___ Data to examine ___

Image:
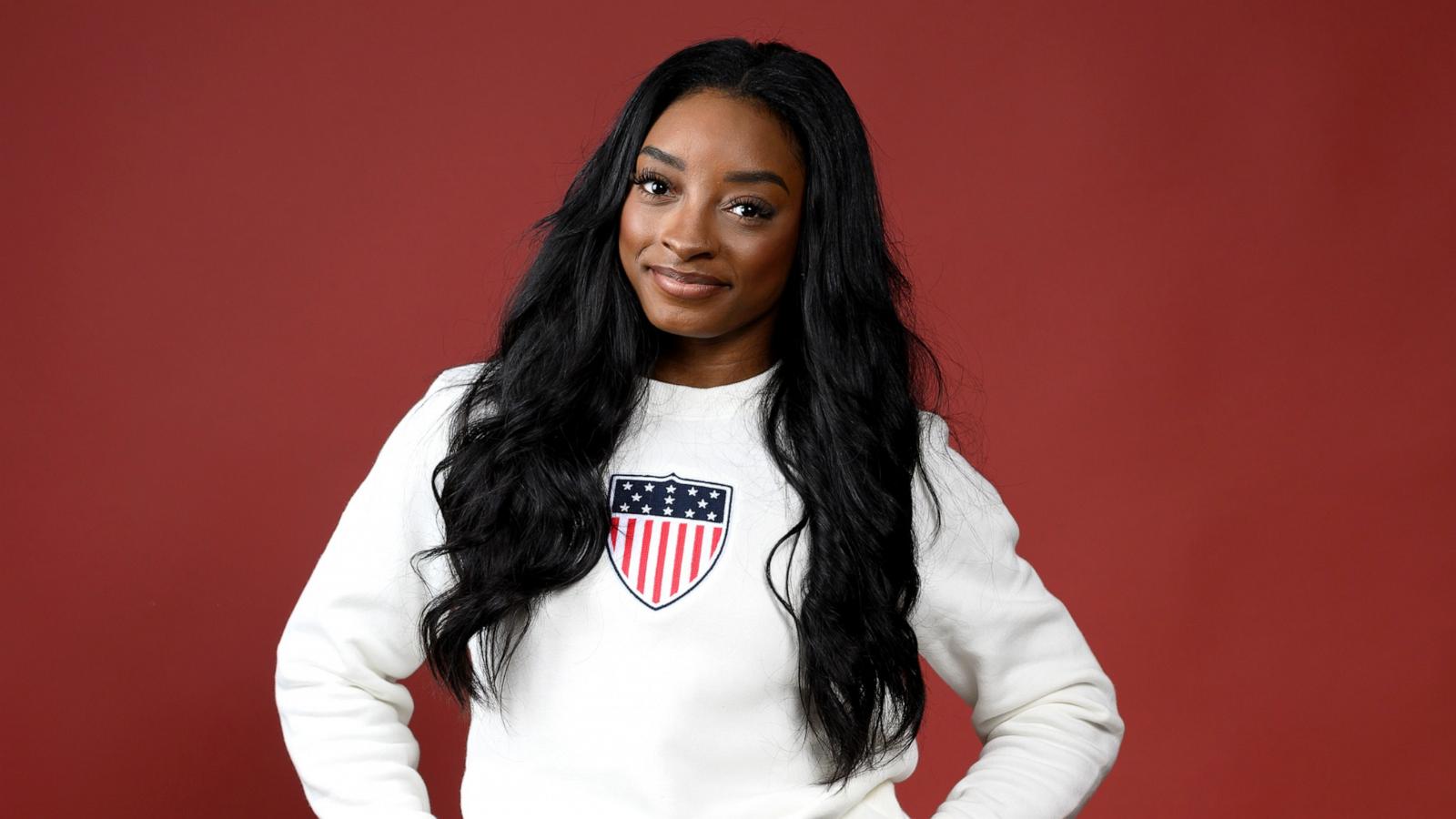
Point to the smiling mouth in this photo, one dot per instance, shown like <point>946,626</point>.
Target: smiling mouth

___
___ Data to examine ___

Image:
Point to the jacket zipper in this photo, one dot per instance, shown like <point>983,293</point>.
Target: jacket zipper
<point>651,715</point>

___

Extract every line above containing the word "photo".

:: Written reply ::
Point to the smiling mouth in this photo, one dot per instance, shown like <point>946,626</point>.
Point to the jacket zipper in this photo, one dot per instance, shown like <point>983,293</point>.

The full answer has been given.